Isolate every line in the data with the string "bounding" and copy it.

**Dataset entries:**
● ● ● ● ● ● ●

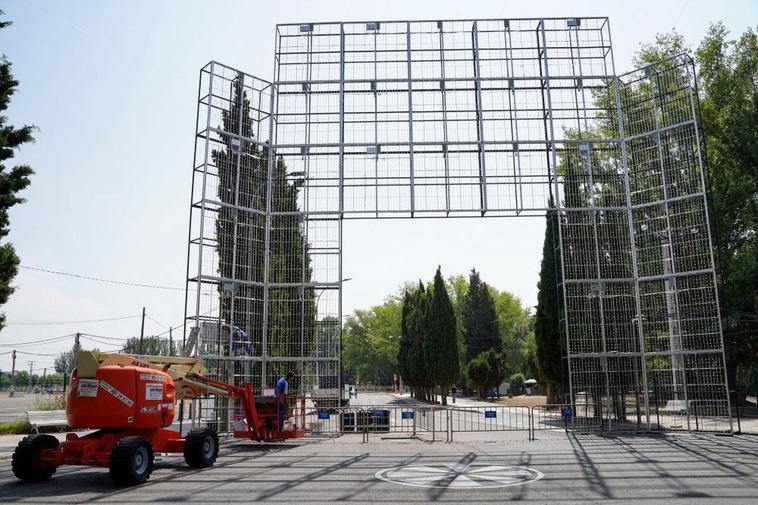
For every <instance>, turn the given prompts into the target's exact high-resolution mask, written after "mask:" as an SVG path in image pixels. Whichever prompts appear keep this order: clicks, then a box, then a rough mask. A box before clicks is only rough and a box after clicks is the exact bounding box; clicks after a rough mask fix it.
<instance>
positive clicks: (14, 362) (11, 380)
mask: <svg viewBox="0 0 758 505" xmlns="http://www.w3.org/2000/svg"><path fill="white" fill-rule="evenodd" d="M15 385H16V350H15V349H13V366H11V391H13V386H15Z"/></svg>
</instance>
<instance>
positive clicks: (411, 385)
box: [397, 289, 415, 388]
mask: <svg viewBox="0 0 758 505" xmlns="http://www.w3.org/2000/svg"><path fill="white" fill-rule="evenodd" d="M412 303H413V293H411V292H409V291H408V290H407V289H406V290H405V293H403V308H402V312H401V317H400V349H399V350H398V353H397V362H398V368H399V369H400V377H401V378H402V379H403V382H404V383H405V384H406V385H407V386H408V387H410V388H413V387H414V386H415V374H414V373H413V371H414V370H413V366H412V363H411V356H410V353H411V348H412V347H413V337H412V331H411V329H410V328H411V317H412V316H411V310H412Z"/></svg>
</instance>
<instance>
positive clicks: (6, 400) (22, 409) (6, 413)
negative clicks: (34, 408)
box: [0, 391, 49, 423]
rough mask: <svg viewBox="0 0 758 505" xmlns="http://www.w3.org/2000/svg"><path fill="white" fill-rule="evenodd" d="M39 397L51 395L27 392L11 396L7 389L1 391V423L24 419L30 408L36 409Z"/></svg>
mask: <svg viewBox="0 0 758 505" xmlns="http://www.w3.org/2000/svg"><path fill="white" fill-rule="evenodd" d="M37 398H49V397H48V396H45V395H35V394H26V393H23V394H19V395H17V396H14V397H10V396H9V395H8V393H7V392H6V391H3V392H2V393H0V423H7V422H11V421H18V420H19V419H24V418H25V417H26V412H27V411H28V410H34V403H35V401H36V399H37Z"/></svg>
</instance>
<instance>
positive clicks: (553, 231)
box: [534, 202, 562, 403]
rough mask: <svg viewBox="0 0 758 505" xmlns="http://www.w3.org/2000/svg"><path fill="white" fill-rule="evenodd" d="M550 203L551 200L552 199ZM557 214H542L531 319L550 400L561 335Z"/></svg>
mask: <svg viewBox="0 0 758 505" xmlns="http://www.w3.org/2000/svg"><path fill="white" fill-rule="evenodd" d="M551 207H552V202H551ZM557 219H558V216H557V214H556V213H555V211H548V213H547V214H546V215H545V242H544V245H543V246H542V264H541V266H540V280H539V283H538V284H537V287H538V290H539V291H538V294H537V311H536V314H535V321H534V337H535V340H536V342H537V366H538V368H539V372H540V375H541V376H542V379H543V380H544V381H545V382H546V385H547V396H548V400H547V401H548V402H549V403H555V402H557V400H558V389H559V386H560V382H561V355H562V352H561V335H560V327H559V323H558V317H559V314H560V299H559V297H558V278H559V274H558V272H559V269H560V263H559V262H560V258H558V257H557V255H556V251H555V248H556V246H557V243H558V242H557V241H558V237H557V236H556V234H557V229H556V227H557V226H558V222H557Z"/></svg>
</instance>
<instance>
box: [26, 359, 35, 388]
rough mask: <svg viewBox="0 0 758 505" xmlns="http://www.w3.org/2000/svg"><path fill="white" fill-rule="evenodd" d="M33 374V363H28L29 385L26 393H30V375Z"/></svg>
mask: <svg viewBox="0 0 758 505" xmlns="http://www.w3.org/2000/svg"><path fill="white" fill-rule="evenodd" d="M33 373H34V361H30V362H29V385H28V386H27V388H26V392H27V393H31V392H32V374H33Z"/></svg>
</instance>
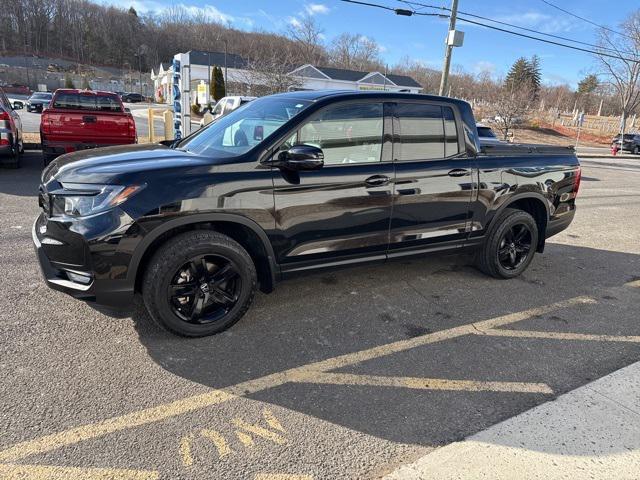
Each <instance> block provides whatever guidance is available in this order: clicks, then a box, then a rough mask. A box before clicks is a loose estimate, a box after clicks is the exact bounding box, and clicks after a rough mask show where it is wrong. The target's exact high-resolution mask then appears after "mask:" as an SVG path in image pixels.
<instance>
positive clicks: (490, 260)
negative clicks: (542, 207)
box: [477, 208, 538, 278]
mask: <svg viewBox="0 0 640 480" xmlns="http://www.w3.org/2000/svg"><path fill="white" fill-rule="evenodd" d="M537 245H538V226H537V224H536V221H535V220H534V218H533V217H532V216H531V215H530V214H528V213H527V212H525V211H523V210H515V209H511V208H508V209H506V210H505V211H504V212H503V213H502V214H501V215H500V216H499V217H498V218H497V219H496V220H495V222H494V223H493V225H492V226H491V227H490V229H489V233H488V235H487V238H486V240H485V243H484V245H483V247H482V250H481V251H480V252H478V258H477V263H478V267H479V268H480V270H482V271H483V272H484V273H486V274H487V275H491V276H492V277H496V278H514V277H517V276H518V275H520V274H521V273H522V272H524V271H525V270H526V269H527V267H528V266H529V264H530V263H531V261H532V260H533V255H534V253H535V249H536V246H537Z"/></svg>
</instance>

● ● ● ● ● ● ●

**THE COMPLETED TASK:**
For every <instance>, turn the given prompts into the target's exact high-resolution mask, written after "mask:" as an SVG path in image pixels. Whichever prompts appear keep this order: clicks, then a box, then a rough mask. A box before clicks is only rough and a box after clicks is the exact bounding box; clicks after a rough mask fix it.
Each <instance> block provides whatever guidance is available in this order: clicks, then a box, then a rough mask. A box before clicks is a loose estimate, a box after clicks is the exact bounding box, and clicks after a rough mask show where it is wrong. The target's exact high-resolution mask then appears after "mask:" as an SVG path in image pixels.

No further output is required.